### [PROBLEM REQUIREMENTS]
From the text on multi-display devices, extract word for word the stretch from "In the example, the video application thus" through "display driver 205.".

If the user selects another application corresponding, e.g., to a general computational device (e.g., a mini-computer or a Mobile Internet Device), the device manager 207 may retrieve the corresponding policy or rule. This may, e.g., state that displays A and B should be used as a keyboard for character entry (assuming both of these displays are touch sensitive) and that displays C and D should be used for the display output of the computational device application. The user may in this case specifically use the device in configuration (vi) of FIG. 1. In response, the display driver 205 will proceed to generate a display output covering displays C and D, and the user-input processor 209 will proceed to generate a keyboard image for displays A and B and to detect the touch signals and convert these into text data that are fed to the application processor.
In the specific example, the device of FIG. 2 is a communication device which is capable of receiving a data stream from a remote server. Specifically, the device is a mobile phone or a Mobile Internet Device which comprises a transceiver 211 capable of receiving a data stream over an air interface of the suitable communication system, which, e.g., may be a wireless network (e.g., WiFi™) or a cellular communication system (such as, e.g., GSM or UMTS). The data stream may for example be a real-time video stream which is fed to the application processor 203. The video stream may be processed by the video application to generate a display output for presenting the video on the display arrangement 201.
FIG. 5 illustrates a simplified example of such a communication system. The device 501 of FIG. 2 communicates with the base station 503 over an air interface of the communication system. The base station 503 is coupled to a communication network 505 which is furthermore coupled to a stream server 507. In the example, the video application may communicate with the stream server 507 via the base station 503 and the communication network 505 to request that a specific video is streamed to the device 501. The transmitted video stream is then received by the transceiver 211 which feeds it to the video application.
In the example, the video application thus generates a display output from the received video data stream. The display output is then fed to the display driver 205.
In the example, the display manager 207 is arranged to set the display characteristic in response to a characteristic of the received data stream. Specifically, the display characteristic may be set in response to a video quality characteristic for the received video data stream.

### [Data items]
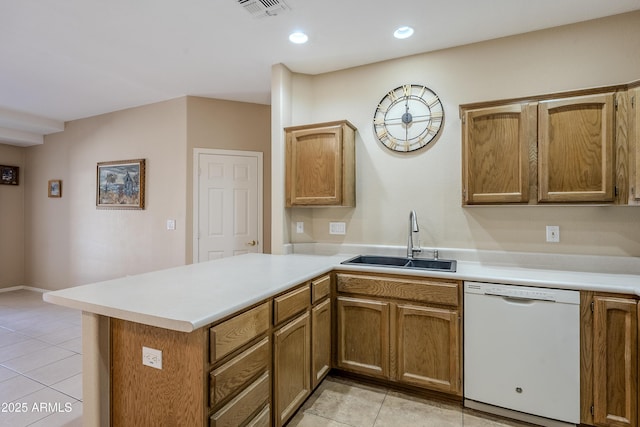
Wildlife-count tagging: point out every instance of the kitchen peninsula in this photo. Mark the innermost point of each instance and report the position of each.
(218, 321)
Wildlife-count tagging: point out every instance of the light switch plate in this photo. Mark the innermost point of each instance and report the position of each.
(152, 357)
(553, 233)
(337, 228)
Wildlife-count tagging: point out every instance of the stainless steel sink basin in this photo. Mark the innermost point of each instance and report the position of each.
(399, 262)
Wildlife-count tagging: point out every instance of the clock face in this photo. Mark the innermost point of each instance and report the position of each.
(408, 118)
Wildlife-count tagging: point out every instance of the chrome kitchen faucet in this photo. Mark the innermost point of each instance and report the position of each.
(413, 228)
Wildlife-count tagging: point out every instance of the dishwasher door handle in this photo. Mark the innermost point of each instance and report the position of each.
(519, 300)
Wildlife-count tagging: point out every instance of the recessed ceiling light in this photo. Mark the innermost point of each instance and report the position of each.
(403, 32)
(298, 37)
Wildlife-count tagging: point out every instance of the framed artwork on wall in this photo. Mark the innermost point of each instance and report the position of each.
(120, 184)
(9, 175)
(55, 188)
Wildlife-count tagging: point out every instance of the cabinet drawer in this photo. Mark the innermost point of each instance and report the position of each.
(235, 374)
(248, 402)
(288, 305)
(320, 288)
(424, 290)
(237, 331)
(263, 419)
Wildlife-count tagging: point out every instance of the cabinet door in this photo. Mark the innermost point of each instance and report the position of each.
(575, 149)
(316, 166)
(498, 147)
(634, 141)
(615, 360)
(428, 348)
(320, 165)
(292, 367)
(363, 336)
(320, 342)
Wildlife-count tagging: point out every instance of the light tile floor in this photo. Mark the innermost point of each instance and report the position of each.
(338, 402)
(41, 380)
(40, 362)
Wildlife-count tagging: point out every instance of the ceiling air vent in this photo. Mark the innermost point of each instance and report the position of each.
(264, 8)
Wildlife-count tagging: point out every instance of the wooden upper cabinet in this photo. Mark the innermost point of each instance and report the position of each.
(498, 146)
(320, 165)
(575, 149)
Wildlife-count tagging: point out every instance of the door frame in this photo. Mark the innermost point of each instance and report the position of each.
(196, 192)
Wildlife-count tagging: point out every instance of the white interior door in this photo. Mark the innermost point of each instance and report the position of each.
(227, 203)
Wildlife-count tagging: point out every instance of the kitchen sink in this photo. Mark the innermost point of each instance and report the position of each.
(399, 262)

==

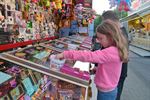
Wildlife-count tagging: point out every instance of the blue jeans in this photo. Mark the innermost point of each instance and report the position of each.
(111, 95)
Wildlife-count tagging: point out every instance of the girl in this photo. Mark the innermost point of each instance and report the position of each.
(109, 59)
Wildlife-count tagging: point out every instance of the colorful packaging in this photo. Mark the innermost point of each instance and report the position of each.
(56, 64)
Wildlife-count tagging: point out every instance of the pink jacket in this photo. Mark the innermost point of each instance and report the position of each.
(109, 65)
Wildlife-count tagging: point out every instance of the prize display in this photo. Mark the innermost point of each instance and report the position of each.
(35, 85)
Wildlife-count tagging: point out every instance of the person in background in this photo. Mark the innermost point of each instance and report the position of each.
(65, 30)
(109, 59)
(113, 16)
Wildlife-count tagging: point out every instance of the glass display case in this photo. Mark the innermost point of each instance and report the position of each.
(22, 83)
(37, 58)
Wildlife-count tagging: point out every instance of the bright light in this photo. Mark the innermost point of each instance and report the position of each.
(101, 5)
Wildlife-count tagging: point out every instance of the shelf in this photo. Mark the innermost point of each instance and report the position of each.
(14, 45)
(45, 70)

### [FINAL ANSWER]
In the example, the video application thus generates a display output from the received video data stream. The display output is then fed to the display driver 205.